_Text passage_.
_ _ _ _ _

The discovery of electro-magnetic induction marked the beginning of a new era; for in it lay all the possibilities of the future of electrical science. Michael Faraday, the third son of a poor English blacksmith, was born at Newington, Surrey, England, September 3, 1791. His father's health was never the best, and due to the resulting straitened circumstances his early education consisted of the merest rudiments of reading, writing and arithmetic. His early life was, no doubt, largely spent in the street; but at thirteen he became errand boy to a book-seller of London. About a year later he was apprenticed to a book binder, with whom he served seven years, learning the trade.
It was while an apprentice that Faraday began reading scientific articles on chemistry and physics in the books he was set to bind. He also tried to repeat the experiments of which he read. And more, he pondered over them long and earnestly, until he saw clearly the principles involved in them. It was in these early days of experimenting and self-education that the desire to become a philosopher was implanted in his mind. He embraced every chance for scientific study and caught every opportunity for intellectual self-improvement. In the last year of his apprenticeship he was enabled through the kindness of a customer at his master's shop, to attend a course of four lectures on chemistry, given by Sir Humphry Davy at the Royal Institution. This marked the turning point in his life. He made careful notes of the lecture, and afterward transcribed them neatly into a book and illustrated them with drawings of the apparatus used.
After completing his apprenticeship, Faraday began life as a journeyman bookbinder. He had, however, as he says, "no taste for trade." His love of science became a consuming desire that he sought in every way to gratify. Inspired by his longing for scientific pursuits, he sent his lecture notes to Sir Humphry Davy, with the request that if opportunity offered he would give him employment at the Royal Institution. Davy was favorably impressed with the lecture report, and sent a kindly reply to the young philosopher. Shortly after this a vacancy did happen to occur at the Institution, and upon the recommendation of Davy, Faraday was elected to the place. Thus, in 1813, in the humble capacity of an assistant charged with the simple duty of dusting and caring for the apparatus, Michael Faraday began the life that was destined to make him the first scientist of the world and to bring honor to the Institution which had given him his opportunity.

_ _ _ _ _

_Work task 1_.
Answer these about the passage on Michael Faraday:
(a) At what age did Faraday become errand boy to a book-seller?
(b) Who gave the course of four lectures on chemistry that Faraday attended?
(c) In what year did Faraday begin work at the Royal Institution?
_Work task 2_. Copy the passage on Michael Faraday word for word between "The discovery of" and "learning the trade.", inclusive.
The data after this point has no connection to the passage on Michael Faraday.

_Raw data_.
_ _ _ _ _

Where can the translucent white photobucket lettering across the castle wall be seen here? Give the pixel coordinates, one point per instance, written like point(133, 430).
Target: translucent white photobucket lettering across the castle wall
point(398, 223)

_ _ _ _ _

_Output 1_.
(a) Thirteen
(b) Sir Humphry Davy
(c) 1813

_Output 2_.
The discovery of electro-magnetic induction marked the beginning of a new era; for in it lay all the possibilities of the future of electrical science. Michael Faraday, the third son of a poor English blacksmith, was born at Newington, Surrey, England, September 3, 1791. His father's health was never the best, and due to the resulting straitened circumstances his early education consisted of the merest rudiments of reading, writing and arithmetic. His early life was, no doubt, largely spent in the street; but at thirteen he became errand boy to a book-seller of London. About a year later he was apprenticed to a book binder, with whom he served seven years, learning the trade.